_Assigned task_:
The listing below is to be copied exactly, with pictures excluded.

_Given entries_:
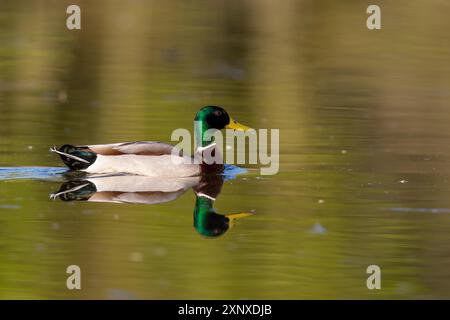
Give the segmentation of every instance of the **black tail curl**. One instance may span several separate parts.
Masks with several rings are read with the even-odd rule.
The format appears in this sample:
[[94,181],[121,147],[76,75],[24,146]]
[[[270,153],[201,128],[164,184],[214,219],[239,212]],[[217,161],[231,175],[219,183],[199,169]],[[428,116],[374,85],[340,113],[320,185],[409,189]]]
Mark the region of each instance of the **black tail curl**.
[[62,201],[86,201],[96,192],[97,188],[92,182],[74,180],[64,182],[58,192],[50,195],[50,198],[59,198]]
[[86,147],[75,147],[70,144],[65,144],[57,151],[59,151],[58,154],[61,160],[71,170],[86,169],[97,160],[97,154]]

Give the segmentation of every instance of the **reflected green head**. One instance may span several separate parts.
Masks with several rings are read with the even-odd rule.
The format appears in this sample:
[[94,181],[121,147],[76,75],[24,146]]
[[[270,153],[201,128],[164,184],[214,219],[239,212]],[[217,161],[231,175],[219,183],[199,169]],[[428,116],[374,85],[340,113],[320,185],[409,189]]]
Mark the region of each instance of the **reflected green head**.
[[214,211],[214,200],[197,196],[194,208],[194,227],[205,237],[217,237],[224,234],[229,226],[229,219]]

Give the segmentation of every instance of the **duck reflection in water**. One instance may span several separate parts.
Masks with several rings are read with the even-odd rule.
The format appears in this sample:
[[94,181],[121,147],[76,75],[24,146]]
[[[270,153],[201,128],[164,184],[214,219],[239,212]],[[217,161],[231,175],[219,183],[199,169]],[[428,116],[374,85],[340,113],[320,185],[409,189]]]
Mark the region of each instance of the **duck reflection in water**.
[[198,177],[161,180],[154,177],[133,175],[102,175],[75,178],[64,182],[51,199],[62,201],[90,201],[113,203],[158,204],[173,201],[193,189],[196,200],[194,227],[206,237],[217,237],[232,227],[237,219],[252,215],[250,212],[219,214],[214,202],[224,183],[224,176],[217,174]]

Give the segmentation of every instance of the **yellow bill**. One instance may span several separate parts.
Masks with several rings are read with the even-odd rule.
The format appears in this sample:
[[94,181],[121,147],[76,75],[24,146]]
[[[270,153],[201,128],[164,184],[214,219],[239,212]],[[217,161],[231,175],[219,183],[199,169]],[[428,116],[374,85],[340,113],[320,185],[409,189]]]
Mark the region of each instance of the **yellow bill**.
[[230,117],[230,123],[225,126],[226,129],[233,129],[236,131],[247,131],[247,130],[253,130],[250,127],[247,127],[246,125],[240,124],[236,120]]
[[227,217],[230,220],[229,225],[230,225],[230,227],[232,227],[234,225],[234,223],[236,222],[236,220],[245,218],[245,217],[249,217],[252,215],[253,215],[252,212],[239,212],[239,213],[226,214],[225,217]]

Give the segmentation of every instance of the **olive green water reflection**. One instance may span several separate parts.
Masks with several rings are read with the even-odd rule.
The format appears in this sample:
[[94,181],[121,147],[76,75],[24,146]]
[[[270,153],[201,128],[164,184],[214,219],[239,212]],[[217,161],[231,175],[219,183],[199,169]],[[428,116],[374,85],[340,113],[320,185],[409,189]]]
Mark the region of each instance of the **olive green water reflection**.
[[280,129],[280,172],[225,182],[216,210],[255,214],[216,239],[191,190],[63,202],[58,174],[3,174],[0,298],[450,298],[450,3],[377,1],[369,31],[360,1],[80,1],[68,31],[72,3],[0,2],[0,166],[170,142],[219,104]]

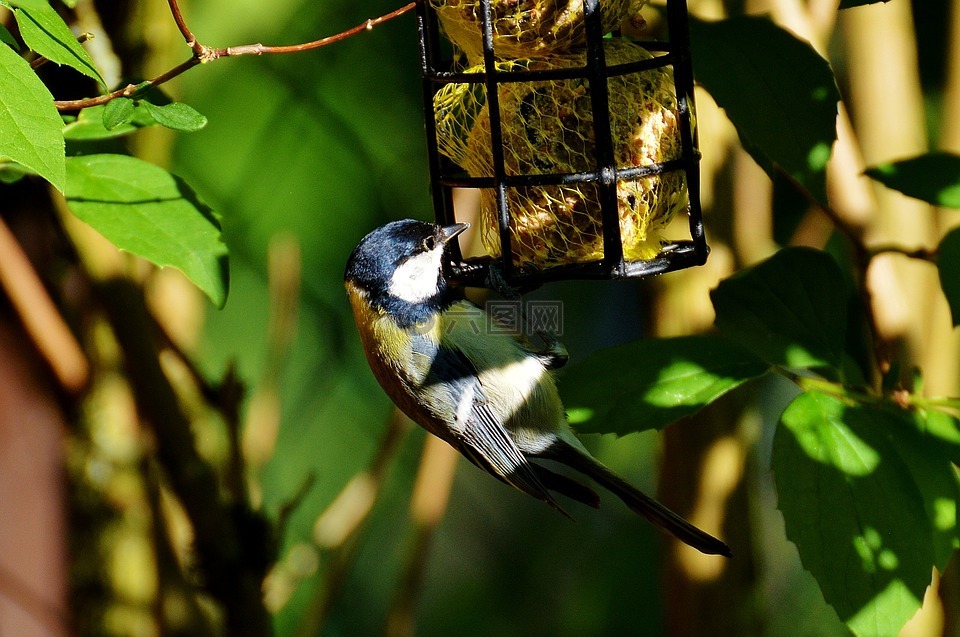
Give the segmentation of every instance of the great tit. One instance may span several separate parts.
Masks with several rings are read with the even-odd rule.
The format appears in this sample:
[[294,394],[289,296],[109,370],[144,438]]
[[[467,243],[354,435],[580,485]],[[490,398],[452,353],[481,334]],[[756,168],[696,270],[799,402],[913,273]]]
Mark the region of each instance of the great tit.
[[387,395],[414,422],[494,477],[566,511],[552,492],[598,508],[589,487],[533,459],[589,476],[657,526],[703,553],[729,547],[595,460],[574,436],[552,369],[565,362],[507,330],[450,284],[447,248],[468,224],[404,219],[354,249],[344,275],[367,361]]

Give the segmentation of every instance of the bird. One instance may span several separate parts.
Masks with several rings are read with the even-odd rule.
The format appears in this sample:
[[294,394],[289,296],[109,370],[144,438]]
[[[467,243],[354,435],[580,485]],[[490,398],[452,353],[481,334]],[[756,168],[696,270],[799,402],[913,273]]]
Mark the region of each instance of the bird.
[[569,514],[554,494],[599,508],[596,491],[537,461],[582,473],[628,508],[709,555],[721,540],[684,520],[596,460],[567,422],[554,370],[561,348],[538,349],[492,320],[448,280],[444,264],[469,224],[402,219],[367,234],[344,285],[367,362],[397,407],[471,463]]

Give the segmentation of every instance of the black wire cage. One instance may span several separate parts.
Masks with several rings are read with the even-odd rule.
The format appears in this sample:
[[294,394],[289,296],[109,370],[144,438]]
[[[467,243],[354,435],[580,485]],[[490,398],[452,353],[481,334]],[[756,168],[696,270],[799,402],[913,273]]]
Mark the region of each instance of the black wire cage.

_Answer for this exercise_:
Give the segmentation of every instance of the **black tail curl**. One instance may span several separate parts.
Masks with several rings are read with the even-odd rule.
The format appears in this sample:
[[94,181],[121,147],[76,75],[24,146]]
[[[270,153],[201,128],[164,184],[214,219],[239,212]],[[217,161],[231,175],[219,183],[199,169]],[[428,116],[374,85],[340,113],[320,185],[409,189]]]
Mark the region of each instance of the **black tail curl**.
[[62,201],[86,201],[96,192],[97,188],[92,182],[74,180],[64,182],[58,192],[50,195],[50,198],[59,198]]
[[86,147],[75,147],[70,144],[65,144],[57,151],[59,151],[58,154],[61,160],[71,170],[86,169],[97,160],[97,154]]

Give the segmentation of every instance of the **reflected green head**. One instance may span several separate parts.
Masks with several rings are read with the even-odd rule.
The format appears in this sample:
[[94,181],[121,147],[76,75],[24,146]]
[[[270,153],[201,128],[164,184],[214,219],[239,212]],[[217,161],[231,175],[219,183],[199,169]],[[428,116],[374,85],[340,113],[320,185],[409,189]]]
Mark the region of each instance of the **reflected green head**.
[[214,211],[214,200],[197,196],[194,208],[194,227],[205,237],[217,237],[224,234],[229,226],[229,219]]

Give the segmentation of every instance of the **duck reflection in water**. One instance may span several separate parts.
Masks with several rings are read with the even-odd rule.
The format appears in this sample:
[[94,181],[121,147],[76,75],[24,146]]
[[[270,153],[201,128],[164,184],[214,219],[239,212]],[[217,161],[231,175],[219,183],[199,169]],[[428,116],[374,85],[340,113],[320,185],[409,189]]]
Mark the region of each instance of the **duck reflection in water**.
[[198,177],[161,180],[154,177],[133,175],[102,175],[75,178],[64,182],[51,199],[62,201],[90,201],[113,203],[158,204],[173,201],[193,189],[196,200],[194,227],[206,237],[217,237],[232,227],[237,219],[252,215],[250,212],[219,214],[214,202],[224,183],[224,176],[217,174]]

Give the segmentation of every instance of the **yellow bill**. One instance may span several separate parts.
Masks with several rings are read with the even-odd rule.
The format appears in this sample:
[[94,181],[121,147],[76,75],[24,146]]
[[[270,153],[201,128],[164,184],[214,219],[239,212]],[[217,161],[231,175],[219,183],[199,169]],[[428,116],[374,85],[340,113],[320,185],[409,189]]]
Mark the region of each instance of the **yellow bill**.
[[230,117],[230,123],[225,126],[226,129],[233,129],[236,131],[247,131],[247,130],[253,130],[250,127],[247,127],[246,125],[240,124],[236,120]]
[[227,217],[230,220],[229,225],[230,225],[230,227],[232,227],[234,225],[234,223],[236,222],[236,220],[245,218],[245,217],[249,217],[252,215],[253,215],[252,212],[239,212],[239,213],[226,214],[225,217]]

Give the segmentation of every instance of the **olive green water reflection**. One instance may span several separate parts.
Masks with several rings are read with the even-odd rule.
The format appears in this sample:
[[94,181],[121,147],[76,75],[24,146]]
[[[270,153],[201,128],[164,184],[214,219],[239,212]],[[217,161],[231,175],[219,183],[199,169]],[[428,116],[374,85],[340,113],[320,185],[409,189]]]
Mark the region of each instance of the **olive green water reflection**.
[[280,129],[280,172],[225,182],[216,210],[255,214],[216,239],[191,190],[63,202],[58,174],[3,174],[0,298],[450,298],[450,3],[377,1],[369,31],[360,1],[80,1],[68,31],[72,3],[0,2],[0,166],[170,142],[219,104]]

Give the segmentation of every instance of the great tit. One instance may span several separate parts.
Masks with several rings are read with the even-odd rule.
The format appears in this sample:
[[294,394],[289,296],[109,370],[144,438]]
[[[467,243],[354,435],[580,485]],[[490,398],[452,353],[481,334]],[[756,168],[696,270],[799,402],[913,273]]]
Mark the region of each instance of the great tit.
[[387,395],[414,422],[494,477],[566,511],[552,492],[598,508],[589,487],[533,459],[589,476],[657,526],[703,553],[729,547],[595,460],[574,436],[552,369],[565,362],[507,330],[450,284],[447,248],[468,224],[404,219],[354,249],[344,275],[367,361]]

Give the segmentation of every instance of the bird. One instance may span several separate parts.
Masks with several rings are read with the even-odd rule.
The format appears in this sample:
[[294,394],[289,296],[109,370],[144,438]]
[[[467,243],[354,435],[580,485]],[[490,398],[452,353],[481,334]],[[756,168],[696,270],[799,402],[913,273]]]
Mark the region of each instance of the bird.
[[569,514],[554,494],[599,508],[596,491],[537,461],[582,473],[628,508],[709,555],[721,540],[684,520],[596,460],[567,422],[554,370],[561,348],[538,349],[492,320],[448,280],[444,264],[469,224],[402,219],[367,234],[344,285],[367,362],[397,407],[471,463]]

Give the segmentation of every instance of the black wire cage. One instance may span several separate parts.
Masks with several rings are read with the even-odd rule.
The format appears in this sample:
[[294,394],[289,296],[109,370],[144,438]]
[[[467,243],[354,435],[580,485]],[[490,398],[452,353],[481,334]],[[756,168],[696,270],[799,402],[913,273]]]
Mark the region of each instance of the black wire cage.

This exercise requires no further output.